Only text is carried over. Reproduce the entries below exactly.

Data items:
****************************************
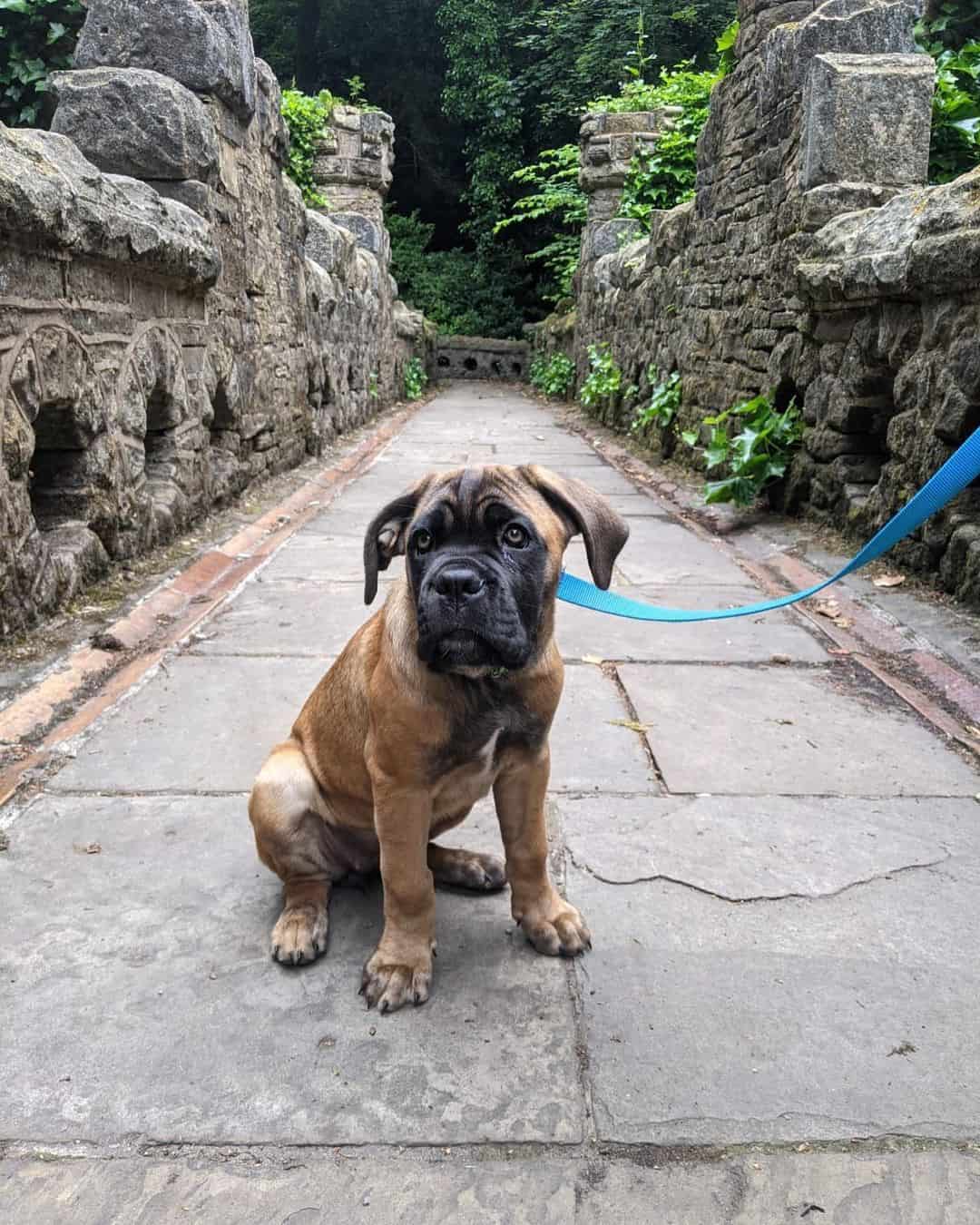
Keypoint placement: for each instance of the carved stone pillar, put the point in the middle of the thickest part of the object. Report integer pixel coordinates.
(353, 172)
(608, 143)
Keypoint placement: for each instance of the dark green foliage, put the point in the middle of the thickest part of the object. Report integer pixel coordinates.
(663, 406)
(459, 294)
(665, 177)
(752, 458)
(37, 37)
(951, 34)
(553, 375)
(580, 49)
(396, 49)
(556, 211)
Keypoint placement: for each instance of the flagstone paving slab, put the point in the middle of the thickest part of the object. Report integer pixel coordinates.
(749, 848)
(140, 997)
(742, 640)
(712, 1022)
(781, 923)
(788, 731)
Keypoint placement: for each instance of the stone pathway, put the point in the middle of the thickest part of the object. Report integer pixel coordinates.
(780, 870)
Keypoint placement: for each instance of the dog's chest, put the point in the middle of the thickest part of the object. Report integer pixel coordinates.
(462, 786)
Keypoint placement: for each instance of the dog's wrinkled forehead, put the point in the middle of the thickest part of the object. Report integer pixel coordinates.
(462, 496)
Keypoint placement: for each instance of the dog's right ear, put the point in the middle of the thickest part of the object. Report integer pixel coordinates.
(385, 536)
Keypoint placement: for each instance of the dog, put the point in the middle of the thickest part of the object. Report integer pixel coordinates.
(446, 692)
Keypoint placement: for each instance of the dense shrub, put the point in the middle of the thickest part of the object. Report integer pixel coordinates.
****************************************
> **RESULT**:
Keypoint placement: for each instance of the carved stone pillar, put the point in the middle of the thickest part of the object. Report integer pixel coordinates.
(353, 172)
(608, 143)
Keypoint placement: for each instance of the dark green foliage, put the point in the middle of the thickest part of the object. Report integer pixel coordinates.
(663, 406)
(459, 294)
(665, 177)
(752, 458)
(37, 37)
(951, 34)
(553, 375)
(580, 49)
(396, 49)
(556, 211)
Keypoint placement: for each instance of the flagstone paving slab, put the point in the middle of the thickest part of the object. Report integer pixel coordinates.
(749, 848)
(140, 997)
(742, 640)
(712, 1022)
(781, 923)
(788, 731)
Keypoint placement: for each instance of the stone pathway, put the point in the middle of the thickest part of the object. Report integer pixel coordinates.
(780, 870)
Keypoint placement: for each instance of the dog's chest, put the point in the middle of the thickest part of the object. Report integer pixel coordinates.
(462, 786)
Keypoint placement: for each instance of the dog's wrinkled forehead, put the point in the middle of the thickest part of the object. Report integer pixel coordinates.
(462, 496)
Keypoint placement: for each instance of the dog's right ear, put the point in the middle of the thickest part of the object. Report integer pixel coordinates.
(385, 536)
Keypoint placement: for each instance of the dog, put the point in the middle of the thickest part of the object. Report integer pixel coordinates.
(446, 692)
Keypoint placement: for each instance of the dense shrub, put the point in the middle of the thickest part of the object. Report integer pixel coordinates.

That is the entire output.